Description of the task - Give back an exact copy of the lines in the records below, from the line that has "Target: front door" through the line that has "Draw the outline of every instance of the tinted", and nothing besides.

Source material -
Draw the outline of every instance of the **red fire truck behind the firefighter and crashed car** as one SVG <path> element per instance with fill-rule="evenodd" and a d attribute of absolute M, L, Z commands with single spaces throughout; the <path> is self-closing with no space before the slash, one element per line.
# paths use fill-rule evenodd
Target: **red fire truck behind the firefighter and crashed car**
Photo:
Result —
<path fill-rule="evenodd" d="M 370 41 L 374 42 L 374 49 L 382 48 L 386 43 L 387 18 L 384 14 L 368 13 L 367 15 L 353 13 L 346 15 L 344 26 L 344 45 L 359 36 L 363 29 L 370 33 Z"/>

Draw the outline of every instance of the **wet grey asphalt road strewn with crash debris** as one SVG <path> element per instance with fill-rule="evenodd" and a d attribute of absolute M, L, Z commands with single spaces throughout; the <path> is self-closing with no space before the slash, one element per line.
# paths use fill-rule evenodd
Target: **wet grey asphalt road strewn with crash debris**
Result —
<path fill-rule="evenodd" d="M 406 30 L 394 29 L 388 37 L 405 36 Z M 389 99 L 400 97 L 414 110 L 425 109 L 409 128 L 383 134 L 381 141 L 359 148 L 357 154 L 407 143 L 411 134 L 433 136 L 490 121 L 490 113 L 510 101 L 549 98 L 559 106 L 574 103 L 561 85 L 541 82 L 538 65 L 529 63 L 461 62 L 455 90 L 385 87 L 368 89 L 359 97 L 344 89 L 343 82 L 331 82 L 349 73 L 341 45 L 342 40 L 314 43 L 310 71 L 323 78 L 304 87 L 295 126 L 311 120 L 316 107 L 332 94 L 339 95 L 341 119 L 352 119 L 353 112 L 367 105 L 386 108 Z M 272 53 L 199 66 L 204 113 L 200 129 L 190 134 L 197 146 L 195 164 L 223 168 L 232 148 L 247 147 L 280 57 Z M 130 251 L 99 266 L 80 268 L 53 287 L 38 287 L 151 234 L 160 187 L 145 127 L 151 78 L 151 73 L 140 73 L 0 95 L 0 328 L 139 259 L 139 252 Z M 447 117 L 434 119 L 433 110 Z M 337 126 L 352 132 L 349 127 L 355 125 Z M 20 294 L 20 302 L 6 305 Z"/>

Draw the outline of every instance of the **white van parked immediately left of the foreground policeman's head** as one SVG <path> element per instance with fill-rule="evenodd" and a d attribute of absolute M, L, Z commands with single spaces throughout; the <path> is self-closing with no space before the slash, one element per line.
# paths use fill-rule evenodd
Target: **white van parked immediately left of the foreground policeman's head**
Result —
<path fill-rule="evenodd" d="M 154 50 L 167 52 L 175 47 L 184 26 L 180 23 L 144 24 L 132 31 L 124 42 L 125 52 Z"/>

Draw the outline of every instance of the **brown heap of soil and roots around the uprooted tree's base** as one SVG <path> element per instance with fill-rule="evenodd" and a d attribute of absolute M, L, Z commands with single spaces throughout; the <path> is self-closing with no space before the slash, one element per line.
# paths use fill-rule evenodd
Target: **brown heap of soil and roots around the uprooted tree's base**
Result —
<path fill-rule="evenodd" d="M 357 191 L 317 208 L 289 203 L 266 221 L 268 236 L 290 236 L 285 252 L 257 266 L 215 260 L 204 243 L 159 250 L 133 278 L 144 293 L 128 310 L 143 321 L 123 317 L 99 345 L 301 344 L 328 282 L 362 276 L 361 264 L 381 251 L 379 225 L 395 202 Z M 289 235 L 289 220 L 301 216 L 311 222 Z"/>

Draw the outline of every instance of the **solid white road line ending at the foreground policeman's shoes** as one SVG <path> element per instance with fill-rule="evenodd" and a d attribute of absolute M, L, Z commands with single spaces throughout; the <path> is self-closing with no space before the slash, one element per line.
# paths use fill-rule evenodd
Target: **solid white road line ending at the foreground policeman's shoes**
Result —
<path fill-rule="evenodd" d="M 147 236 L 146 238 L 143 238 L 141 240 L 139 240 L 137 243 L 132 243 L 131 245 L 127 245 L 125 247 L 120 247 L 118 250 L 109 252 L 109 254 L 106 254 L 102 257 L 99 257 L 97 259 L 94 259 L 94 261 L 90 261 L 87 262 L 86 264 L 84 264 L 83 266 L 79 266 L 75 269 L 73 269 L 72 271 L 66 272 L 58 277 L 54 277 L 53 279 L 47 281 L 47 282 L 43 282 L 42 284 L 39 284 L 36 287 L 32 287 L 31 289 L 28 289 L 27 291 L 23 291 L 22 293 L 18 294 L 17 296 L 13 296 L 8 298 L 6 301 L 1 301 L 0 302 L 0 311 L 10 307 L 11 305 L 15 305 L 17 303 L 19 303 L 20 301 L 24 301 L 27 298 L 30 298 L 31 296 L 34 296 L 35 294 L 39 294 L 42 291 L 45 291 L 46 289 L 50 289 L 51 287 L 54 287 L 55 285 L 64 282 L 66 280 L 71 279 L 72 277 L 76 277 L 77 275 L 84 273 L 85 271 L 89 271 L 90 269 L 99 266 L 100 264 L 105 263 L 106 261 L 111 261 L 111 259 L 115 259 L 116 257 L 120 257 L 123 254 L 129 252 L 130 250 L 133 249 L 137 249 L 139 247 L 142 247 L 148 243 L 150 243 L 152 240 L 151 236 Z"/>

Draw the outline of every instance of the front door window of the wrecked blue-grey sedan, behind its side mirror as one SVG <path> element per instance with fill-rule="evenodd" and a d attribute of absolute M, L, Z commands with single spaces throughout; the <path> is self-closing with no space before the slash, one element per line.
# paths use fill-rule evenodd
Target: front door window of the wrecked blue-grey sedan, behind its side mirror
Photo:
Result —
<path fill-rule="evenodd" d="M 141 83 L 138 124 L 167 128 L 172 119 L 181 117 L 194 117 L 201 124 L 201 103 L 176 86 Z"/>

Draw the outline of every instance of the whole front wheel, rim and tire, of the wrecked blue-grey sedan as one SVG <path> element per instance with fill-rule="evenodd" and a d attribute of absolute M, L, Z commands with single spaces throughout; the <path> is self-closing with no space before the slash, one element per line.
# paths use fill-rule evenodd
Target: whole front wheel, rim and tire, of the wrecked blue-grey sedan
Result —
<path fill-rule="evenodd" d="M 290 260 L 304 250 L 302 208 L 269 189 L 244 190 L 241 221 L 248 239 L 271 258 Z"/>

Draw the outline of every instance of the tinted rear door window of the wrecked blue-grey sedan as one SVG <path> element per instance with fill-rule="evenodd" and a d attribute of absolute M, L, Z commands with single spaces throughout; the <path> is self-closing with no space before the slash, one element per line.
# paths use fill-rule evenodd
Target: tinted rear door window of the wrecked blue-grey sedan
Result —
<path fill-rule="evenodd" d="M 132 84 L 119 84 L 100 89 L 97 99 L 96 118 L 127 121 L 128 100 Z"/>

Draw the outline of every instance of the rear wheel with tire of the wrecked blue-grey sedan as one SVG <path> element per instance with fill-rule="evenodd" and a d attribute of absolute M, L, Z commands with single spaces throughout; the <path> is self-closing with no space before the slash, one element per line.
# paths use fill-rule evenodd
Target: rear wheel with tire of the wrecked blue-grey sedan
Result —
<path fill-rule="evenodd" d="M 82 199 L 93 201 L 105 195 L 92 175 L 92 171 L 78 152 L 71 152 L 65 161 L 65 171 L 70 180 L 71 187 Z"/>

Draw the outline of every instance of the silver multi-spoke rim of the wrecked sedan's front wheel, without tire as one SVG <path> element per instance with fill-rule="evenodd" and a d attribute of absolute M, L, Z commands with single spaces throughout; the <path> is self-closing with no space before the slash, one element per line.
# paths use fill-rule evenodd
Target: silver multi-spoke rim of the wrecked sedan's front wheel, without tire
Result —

Solved problem -
Target: front door window of the wrecked blue-grey sedan, behind its side mirror
Photo:
Result —
<path fill-rule="evenodd" d="M 141 83 L 138 124 L 167 128 L 172 119 L 181 117 L 194 117 L 201 124 L 201 103 L 176 86 Z"/>

Draw the outline of every instance of the whole front wheel, rim and tire, of the wrecked blue-grey sedan as one SVG <path> element per instance with fill-rule="evenodd" and a d attribute of absolute M, L, Z commands with single spaces throughout; the <path> is self-closing with no space before the slash, one element per line.
# paths use fill-rule evenodd
Target: whole front wheel, rim and tire, of the wrecked blue-grey sedan
Result —
<path fill-rule="evenodd" d="M 290 260 L 304 250 L 302 208 L 269 189 L 244 190 L 241 221 L 248 239 L 271 258 Z"/>

Draw the outline of every instance of the tinted rear door window of the wrecked blue-grey sedan as one SVG <path> element per instance with fill-rule="evenodd" and a d attribute of absolute M, L, Z commands with single spaces throughout; the <path> is self-closing with no space before the slash, one element per line.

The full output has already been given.